- [STORED DATA]:
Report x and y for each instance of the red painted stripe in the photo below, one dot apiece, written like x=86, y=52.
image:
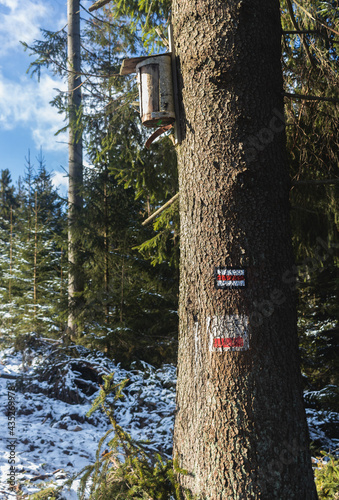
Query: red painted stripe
x=228, y=342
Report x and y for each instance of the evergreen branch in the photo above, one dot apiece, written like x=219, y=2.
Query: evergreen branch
x=157, y=212
x=315, y=19
x=295, y=24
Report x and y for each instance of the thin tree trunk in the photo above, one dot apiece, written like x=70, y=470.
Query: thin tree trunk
x=10, y=256
x=75, y=201
x=35, y=261
x=106, y=248
x=240, y=428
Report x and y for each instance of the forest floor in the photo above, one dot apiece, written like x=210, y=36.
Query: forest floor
x=45, y=394
x=52, y=438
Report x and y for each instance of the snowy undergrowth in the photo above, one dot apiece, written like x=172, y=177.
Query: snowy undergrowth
x=54, y=390
x=54, y=438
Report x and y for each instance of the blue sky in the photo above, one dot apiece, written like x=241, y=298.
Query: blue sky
x=27, y=120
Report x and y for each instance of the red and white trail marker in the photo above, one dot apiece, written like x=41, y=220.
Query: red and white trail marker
x=226, y=278
x=228, y=333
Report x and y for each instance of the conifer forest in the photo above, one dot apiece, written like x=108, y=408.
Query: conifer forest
x=104, y=308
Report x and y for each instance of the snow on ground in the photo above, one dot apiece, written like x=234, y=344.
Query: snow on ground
x=53, y=439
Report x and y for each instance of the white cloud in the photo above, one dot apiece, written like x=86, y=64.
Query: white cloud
x=21, y=21
x=27, y=103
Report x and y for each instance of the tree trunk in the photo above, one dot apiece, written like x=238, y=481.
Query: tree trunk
x=240, y=428
x=35, y=259
x=75, y=202
x=10, y=256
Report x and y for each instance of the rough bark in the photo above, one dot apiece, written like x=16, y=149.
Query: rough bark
x=75, y=278
x=240, y=428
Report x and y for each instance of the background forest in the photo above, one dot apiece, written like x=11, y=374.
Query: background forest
x=128, y=308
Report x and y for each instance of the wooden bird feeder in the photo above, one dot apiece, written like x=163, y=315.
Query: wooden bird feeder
x=154, y=74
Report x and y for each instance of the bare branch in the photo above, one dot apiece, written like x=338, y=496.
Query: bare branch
x=98, y=4
x=157, y=212
x=295, y=24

- [WORK ITEM]:
Word for word, restate the line with "Report x and y for each instance of the forest" and all remaining lines of the material, stopping only at the final line.

- [PROBLEM SOLUTION]:
Report x and y for each instance of the forest floor in the photo above, one dot apiece, written like x=210, y=36.
Query: forest floor
x=45, y=394
x=52, y=438
Report x and y for each instance of the snowy undergrowth in the photo above, one dot apiece, written like x=172, y=177.
Query: snowy undergrowth
x=54, y=390
x=54, y=438
Report x and y for each instance of the blue sky in the photo above, one dot apiece, written like x=241, y=298.
Query: blue sky
x=27, y=120
Report x and y for each instance of the red and white trail marker in the photo above, one dot apiece, written like x=41, y=220.
Query: red and white trail marker
x=226, y=278
x=228, y=333
Report x and y for each instance of the conifer forest in the photo above, one dot apiece, written like x=108, y=408.
Query: conifer forest
x=104, y=308
Report x and y for each instance of the snow on ground in the photo above, one dot apiece, written like x=234, y=344.
Query: snow on ground
x=53, y=439
Report x and y for each instance of the white cloud in the photo above, one dot apiece, written like x=86, y=64.
Query: white cloud
x=21, y=21
x=27, y=103
Report x and y for each instance of the tree trunk in the photo above, one dot apiece, written like x=238, y=481.
Query: tree trunk
x=240, y=428
x=35, y=259
x=75, y=202
x=10, y=256
Report x and y for each instance of the rough bark in the photo above, one dot apiece, written like x=16, y=149.
Query: rough bark
x=75, y=278
x=240, y=428
Report x and y for each instance of the background forest in the photo above, one dot apiece, written like x=11, y=374.
Query: background forest
x=128, y=308
Report x and y for each instance of the wooden bird feeder in the photo above, one dot apiece, written like x=163, y=315.
Query: wooden bird feeder
x=154, y=74
Report x and y for each instance of the bare branch in the photo above, one dot apiece, written like x=338, y=496.
Query: bare branch
x=98, y=4
x=157, y=212
x=295, y=24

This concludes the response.